Please reproduce every line of the listing below word for word, omitting the pictures.

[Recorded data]

# # # # #

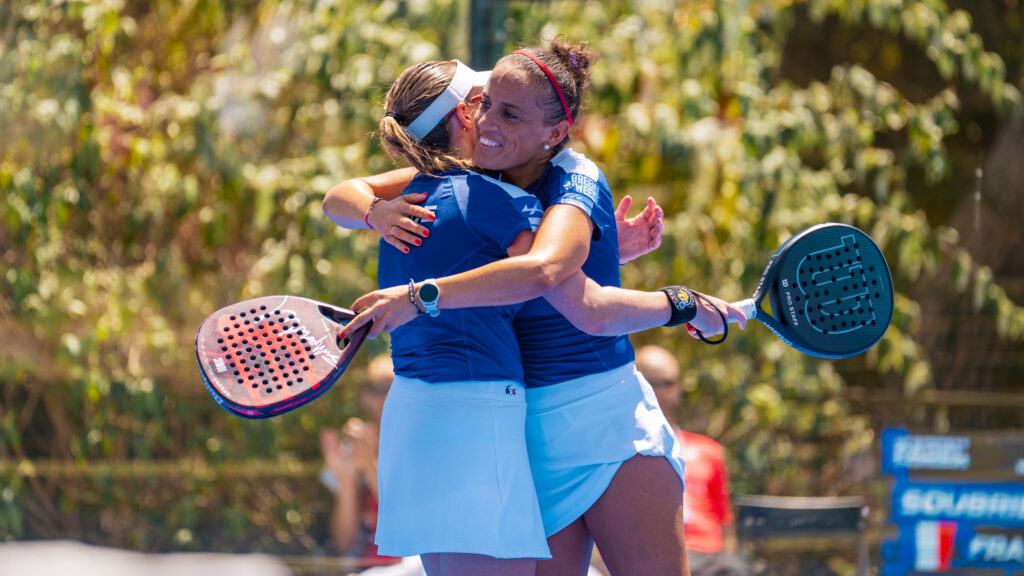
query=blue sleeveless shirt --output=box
[514,149,634,388]
[377,170,544,382]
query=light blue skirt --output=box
[526,362,686,536]
[375,376,551,559]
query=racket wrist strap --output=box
[662,286,697,326]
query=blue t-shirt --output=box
[377,170,544,382]
[515,149,634,387]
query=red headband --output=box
[512,50,572,128]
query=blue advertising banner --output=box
[881,428,1024,576]
[892,482,1024,529]
[883,521,1024,574]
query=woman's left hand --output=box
[615,195,665,264]
[686,293,748,338]
[340,286,420,339]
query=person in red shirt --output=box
[636,345,751,576]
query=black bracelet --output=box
[409,278,427,314]
[662,286,697,326]
[686,290,729,346]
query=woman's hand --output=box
[615,195,665,264]
[339,286,420,339]
[367,192,434,254]
[687,294,746,338]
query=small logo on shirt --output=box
[411,205,437,224]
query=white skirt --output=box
[375,376,551,559]
[526,362,686,536]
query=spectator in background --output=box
[321,355,424,576]
[636,345,751,576]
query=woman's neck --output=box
[502,155,551,189]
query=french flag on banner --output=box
[913,521,956,572]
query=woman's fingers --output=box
[387,217,430,241]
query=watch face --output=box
[419,284,439,302]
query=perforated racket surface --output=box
[736,222,893,358]
[196,296,369,418]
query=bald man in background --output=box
[636,345,751,576]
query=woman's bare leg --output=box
[584,455,689,576]
[537,518,594,576]
[421,552,537,576]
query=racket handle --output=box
[729,298,758,322]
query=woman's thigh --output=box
[421,552,537,576]
[537,518,594,576]
[584,455,689,576]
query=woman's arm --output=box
[341,205,746,338]
[323,163,434,252]
[544,272,746,336]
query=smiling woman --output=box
[325,35,745,575]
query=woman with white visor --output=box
[325,42,745,574]
[362,61,550,576]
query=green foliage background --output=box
[0,0,1024,552]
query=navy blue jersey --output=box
[377,170,543,382]
[515,149,634,387]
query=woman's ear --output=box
[455,101,473,129]
[544,120,569,148]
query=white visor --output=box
[406,60,490,140]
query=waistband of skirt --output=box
[526,362,640,412]
[388,374,526,402]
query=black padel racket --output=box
[196,296,370,418]
[735,222,893,358]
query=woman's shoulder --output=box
[550,148,603,182]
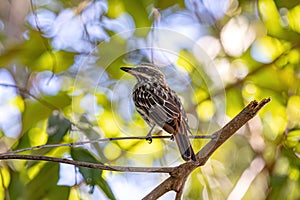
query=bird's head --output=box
[121,64,166,84]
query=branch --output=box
[2,135,215,155]
[0,98,270,200]
[143,98,270,200]
[0,154,174,173]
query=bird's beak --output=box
[121,67,133,73]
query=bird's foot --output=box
[170,135,174,141]
[146,135,152,144]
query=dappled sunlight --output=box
[221,16,256,57]
[0,0,300,200]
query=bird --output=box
[121,63,197,162]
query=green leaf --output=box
[47,111,71,144]
[71,148,116,199]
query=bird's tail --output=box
[174,133,197,162]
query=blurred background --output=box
[0,0,300,200]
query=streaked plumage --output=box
[121,64,196,161]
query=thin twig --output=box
[0,154,174,173]
[2,135,214,155]
[143,98,270,200]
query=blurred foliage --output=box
[0,0,300,200]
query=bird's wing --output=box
[134,84,181,133]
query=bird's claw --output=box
[170,135,174,141]
[146,136,152,144]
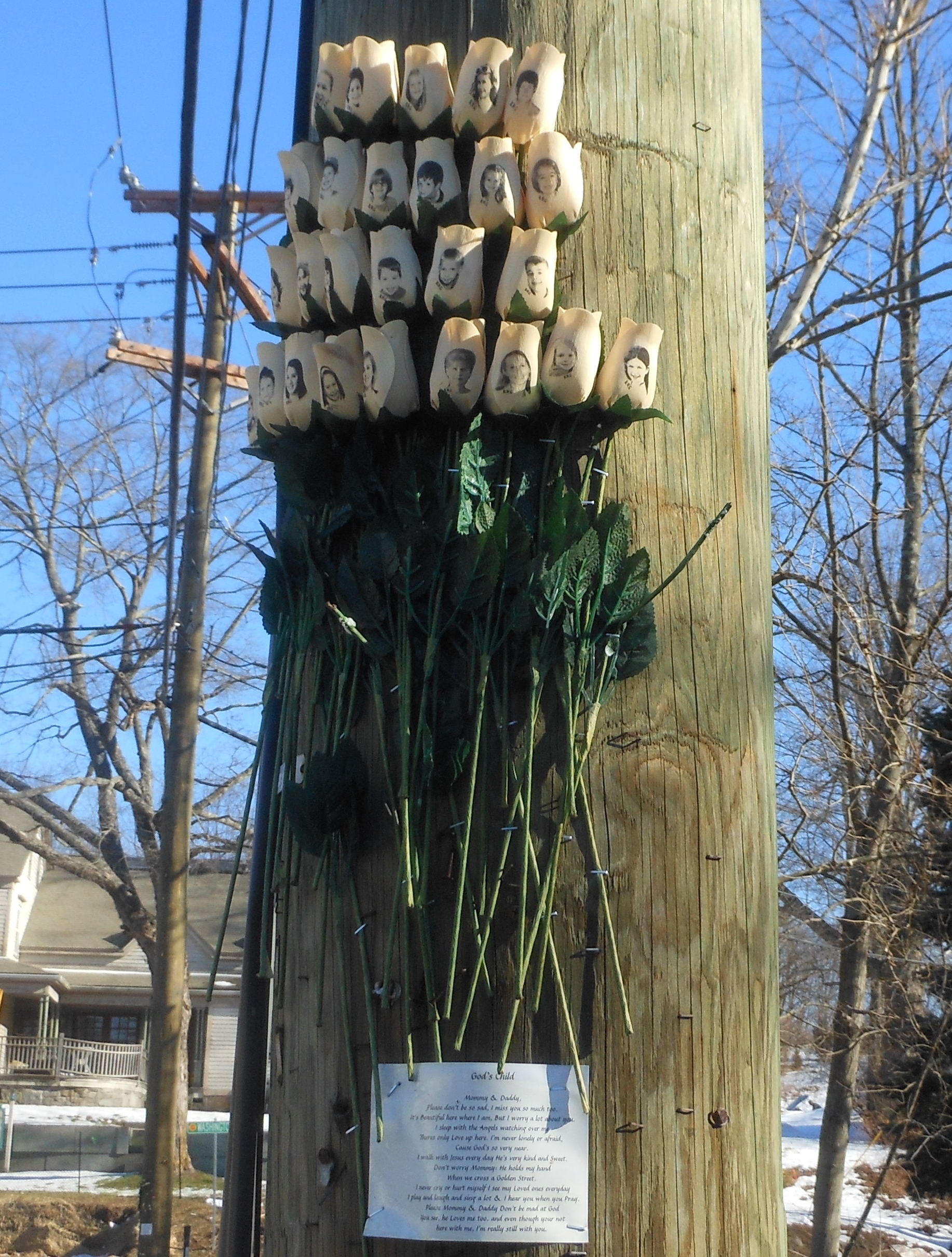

# # # # #

◆ FULL SOLUTION:
query=blue sleeveless shirt --output=box
[514,149,634,388]
[377,170,544,382]
query=light blue skirt --output=box
[526,362,686,536]
[375,376,551,559]
query=racket wrist strap --output=box
[662,286,697,326]
query=blue t-shirt --output=box
[377,170,544,382]
[515,149,634,387]
query=red headband --output=box
[512,50,572,128]
query=blue advertising banner --output=box
[881,428,1024,576]
[892,482,1024,529]
[883,521,1024,574]
query=woman's left hand --output=box
[615,195,665,264]
[686,293,748,338]
[340,286,420,339]
query=person in red shirt --output=box
[636,345,751,576]
query=black bracelet --output=box
[409,278,427,314]
[662,286,697,326]
[686,290,729,346]
query=woman's hand --output=box
[615,195,665,264]
[339,286,420,339]
[367,192,434,254]
[687,294,746,338]
query=small logo on shirt --output=box
[411,205,437,224]
query=white skirt --output=box
[375,376,551,559]
[526,362,686,536]
query=spectator in background --output=box
[321,355,424,576]
[636,345,751,576]
query=woman's neck --output=box
[502,155,551,189]
query=french flag on banner --output=box
[913,521,956,572]
query=woman's fingers --output=box
[387,217,430,241]
query=watch face --output=box
[419,284,439,302]
query=perforated racket surface --output=box
[736,222,893,358]
[196,296,369,418]
query=bald man in background --output=box
[636,345,751,576]
query=woman's bare leg --output=box
[584,455,689,576]
[537,518,594,576]
[421,552,537,576]
query=racket handle --output=box
[729,298,758,322]
query=woman's thigh --output=box
[421,552,537,576]
[537,518,594,576]
[584,455,689,576]
query=woman's arm --output=box
[341,205,746,338]
[323,163,434,252]
[544,272,746,336]
query=smiling woman --output=box
[325,35,745,575]
query=woman with white visor --output=box
[325,42,745,574]
[362,61,550,576]
query=green foliage background --output=box
[0,0,1024,552]
query=navy blue jersey --output=box
[377,170,543,382]
[515,149,634,387]
query=woman's ear --output=box
[455,101,473,129]
[544,120,569,148]
query=white visor --output=box
[406,60,490,140]
query=waistband of skirt --output=box
[526,362,640,412]
[388,374,526,402]
query=black padel racket --output=box
[196,296,370,418]
[735,222,893,358]
query=woman's shoulder --output=box
[550,148,603,182]
query=bird's head --output=box
[121,64,166,84]
query=branch --output=box
[2,135,215,155]
[0,98,270,200]
[143,98,270,200]
[0,154,174,173]
query=bird's beak --output=box
[121,67,133,73]
query=bird's foot --output=box
[170,135,174,141]
[146,135,152,144]
query=dappled sunlight --output=box
[221,16,256,57]
[0,0,300,200]
query=bird --output=box
[121,63,197,162]
query=green leaf --output=box
[47,111,71,144]
[71,148,116,199]
query=bird's tail --output=box
[174,133,197,162]
query=blurred background --output=box
[0,0,300,200]
query=streaked plumage --output=box
[121,64,196,161]
query=thin twig --output=box
[0,154,174,173]
[2,135,214,155]
[143,98,270,200]
query=blurred foliage --output=box
[0,0,300,200]
query=bird's wing --output=box
[134,84,181,133]
query=bird's claw --output=box
[170,135,174,141]
[146,136,152,144]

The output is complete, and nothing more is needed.